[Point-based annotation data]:
::::::::

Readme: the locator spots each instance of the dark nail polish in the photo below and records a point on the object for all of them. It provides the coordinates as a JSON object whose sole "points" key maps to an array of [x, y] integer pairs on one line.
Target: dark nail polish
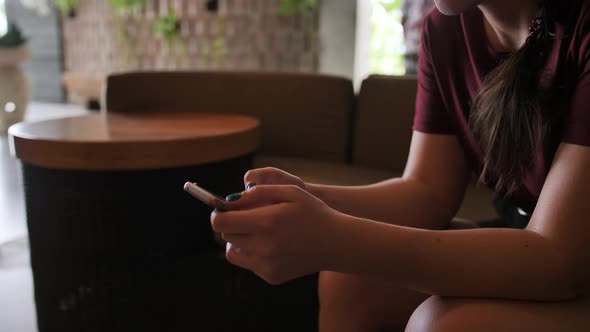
{"points": [[233, 197]]}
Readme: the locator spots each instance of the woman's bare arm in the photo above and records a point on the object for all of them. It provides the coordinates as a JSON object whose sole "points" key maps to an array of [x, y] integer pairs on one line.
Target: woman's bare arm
{"points": [[427, 195]]}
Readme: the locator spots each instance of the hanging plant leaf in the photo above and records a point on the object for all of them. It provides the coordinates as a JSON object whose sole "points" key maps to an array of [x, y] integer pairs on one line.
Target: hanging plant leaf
{"points": [[167, 27], [297, 7], [127, 7], [13, 37]]}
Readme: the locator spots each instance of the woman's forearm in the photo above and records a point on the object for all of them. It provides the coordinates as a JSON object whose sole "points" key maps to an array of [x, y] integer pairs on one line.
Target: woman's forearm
{"points": [[499, 263], [402, 201]]}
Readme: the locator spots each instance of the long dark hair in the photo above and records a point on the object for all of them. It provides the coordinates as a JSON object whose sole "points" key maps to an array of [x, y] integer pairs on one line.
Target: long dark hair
{"points": [[506, 113]]}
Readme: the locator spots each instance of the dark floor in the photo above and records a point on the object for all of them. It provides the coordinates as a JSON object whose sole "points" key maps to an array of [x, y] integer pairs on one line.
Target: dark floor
{"points": [[17, 313]]}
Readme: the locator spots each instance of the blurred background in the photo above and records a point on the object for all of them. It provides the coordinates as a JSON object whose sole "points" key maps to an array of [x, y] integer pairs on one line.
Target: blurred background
{"points": [[56, 54]]}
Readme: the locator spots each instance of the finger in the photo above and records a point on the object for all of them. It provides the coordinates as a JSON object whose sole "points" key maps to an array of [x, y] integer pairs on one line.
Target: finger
{"points": [[243, 241], [249, 221], [266, 175], [262, 195]]}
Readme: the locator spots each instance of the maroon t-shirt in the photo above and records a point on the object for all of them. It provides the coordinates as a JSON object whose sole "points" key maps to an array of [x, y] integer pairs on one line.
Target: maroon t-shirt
{"points": [[455, 57]]}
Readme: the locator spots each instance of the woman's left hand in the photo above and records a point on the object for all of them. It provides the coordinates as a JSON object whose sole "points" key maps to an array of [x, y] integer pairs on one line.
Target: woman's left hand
{"points": [[282, 232]]}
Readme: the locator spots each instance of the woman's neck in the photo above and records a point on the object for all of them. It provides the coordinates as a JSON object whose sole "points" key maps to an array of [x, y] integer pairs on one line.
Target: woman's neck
{"points": [[507, 22]]}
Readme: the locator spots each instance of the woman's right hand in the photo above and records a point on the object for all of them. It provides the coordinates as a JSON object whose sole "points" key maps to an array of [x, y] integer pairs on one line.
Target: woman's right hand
{"points": [[271, 176]]}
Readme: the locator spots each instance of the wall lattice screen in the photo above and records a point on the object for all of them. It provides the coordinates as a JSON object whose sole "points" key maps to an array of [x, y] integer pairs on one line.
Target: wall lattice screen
{"points": [[240, 35]]}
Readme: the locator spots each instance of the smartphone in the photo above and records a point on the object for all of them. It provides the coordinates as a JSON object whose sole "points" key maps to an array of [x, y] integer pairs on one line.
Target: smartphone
{"points": [[206, 197]]}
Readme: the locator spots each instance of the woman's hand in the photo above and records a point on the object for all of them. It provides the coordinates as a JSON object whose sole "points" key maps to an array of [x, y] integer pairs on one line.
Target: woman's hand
{"points": [[271, 175], [282, 232]]}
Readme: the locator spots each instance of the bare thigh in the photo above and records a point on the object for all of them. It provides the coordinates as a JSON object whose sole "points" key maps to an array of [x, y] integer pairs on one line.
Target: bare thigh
{"points": [[458, 314], [360, 303]]}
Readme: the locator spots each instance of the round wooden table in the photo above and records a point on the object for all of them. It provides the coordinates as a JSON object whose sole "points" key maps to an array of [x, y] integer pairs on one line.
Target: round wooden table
{"points": [[116, 243], [134, 141]]}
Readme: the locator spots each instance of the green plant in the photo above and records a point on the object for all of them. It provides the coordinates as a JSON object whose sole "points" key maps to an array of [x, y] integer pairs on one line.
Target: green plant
{"points": [[297, 7], [124, 7], [167, 27], [13, 37], [67, 7]]}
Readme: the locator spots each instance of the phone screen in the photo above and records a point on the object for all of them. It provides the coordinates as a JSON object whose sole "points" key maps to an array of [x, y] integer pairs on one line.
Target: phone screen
{"points": [[206, 197]]}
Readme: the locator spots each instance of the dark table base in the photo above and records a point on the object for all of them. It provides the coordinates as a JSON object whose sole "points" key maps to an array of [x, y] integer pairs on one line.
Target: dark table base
{"points": [[131, 251]]}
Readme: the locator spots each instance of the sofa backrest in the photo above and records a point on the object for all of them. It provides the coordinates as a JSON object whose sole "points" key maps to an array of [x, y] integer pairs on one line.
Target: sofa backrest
{"points": [[301, 115], [383, 125]]}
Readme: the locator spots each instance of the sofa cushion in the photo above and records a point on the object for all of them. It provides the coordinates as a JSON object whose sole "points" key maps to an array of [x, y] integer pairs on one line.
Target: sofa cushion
{"points": [[301, 115], [477, 204], [384, 118]]}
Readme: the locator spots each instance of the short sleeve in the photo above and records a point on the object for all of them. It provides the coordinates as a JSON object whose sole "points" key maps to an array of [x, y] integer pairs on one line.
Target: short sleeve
{"points": [[577, 122], [431, 116]]}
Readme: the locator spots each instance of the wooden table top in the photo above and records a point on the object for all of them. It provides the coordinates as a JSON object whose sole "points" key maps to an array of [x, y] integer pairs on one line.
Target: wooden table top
{"points": [[117, 141]]}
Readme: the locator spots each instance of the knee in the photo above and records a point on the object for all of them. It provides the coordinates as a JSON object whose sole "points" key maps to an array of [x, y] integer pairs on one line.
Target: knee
{"points": [[338, 291], [442, 315]]}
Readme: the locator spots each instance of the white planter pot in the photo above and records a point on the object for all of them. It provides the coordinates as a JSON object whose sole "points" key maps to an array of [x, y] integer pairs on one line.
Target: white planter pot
{"points": [[14, 86]]}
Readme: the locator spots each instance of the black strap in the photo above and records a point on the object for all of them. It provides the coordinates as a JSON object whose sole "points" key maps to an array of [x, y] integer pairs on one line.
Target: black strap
{"points": [[511, 215]]}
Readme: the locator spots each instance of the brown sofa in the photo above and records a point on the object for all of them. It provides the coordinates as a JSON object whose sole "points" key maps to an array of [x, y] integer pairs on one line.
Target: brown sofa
{"points": [[313, 126]]}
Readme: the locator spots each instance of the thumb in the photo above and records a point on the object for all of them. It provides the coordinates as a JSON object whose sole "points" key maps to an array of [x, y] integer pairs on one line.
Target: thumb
{"points": [[262, 195]]}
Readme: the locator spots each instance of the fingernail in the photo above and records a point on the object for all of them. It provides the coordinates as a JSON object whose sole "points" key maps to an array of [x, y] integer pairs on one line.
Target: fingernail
{"points": [[233, 197]]}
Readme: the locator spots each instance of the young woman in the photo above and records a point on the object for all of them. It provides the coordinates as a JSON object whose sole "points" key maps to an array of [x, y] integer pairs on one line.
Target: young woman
{"points": [[504, 91]]}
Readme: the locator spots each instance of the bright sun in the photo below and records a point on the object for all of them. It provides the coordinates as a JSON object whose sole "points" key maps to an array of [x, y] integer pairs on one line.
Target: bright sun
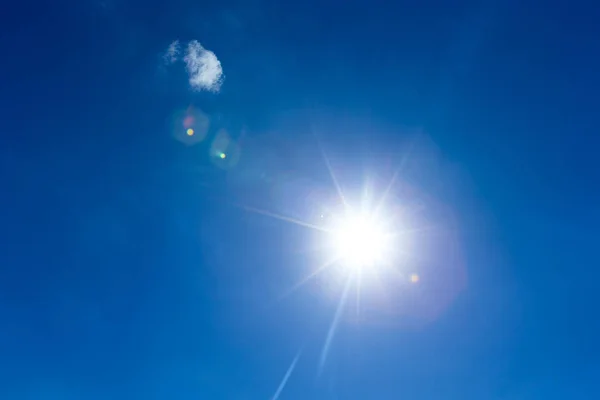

::::::::

Find every line above that contains the word "brown" and copy each of those lines in full. Case counts.

[Answer]:
Readme: the locator spots each instance of the brown sofa in the photo above and records a point on the object for all of them. It provides the coordinates as a JSON object whose sole "points" key maps to an array of [x, y] integer pairs on one line.
Target: brown sofa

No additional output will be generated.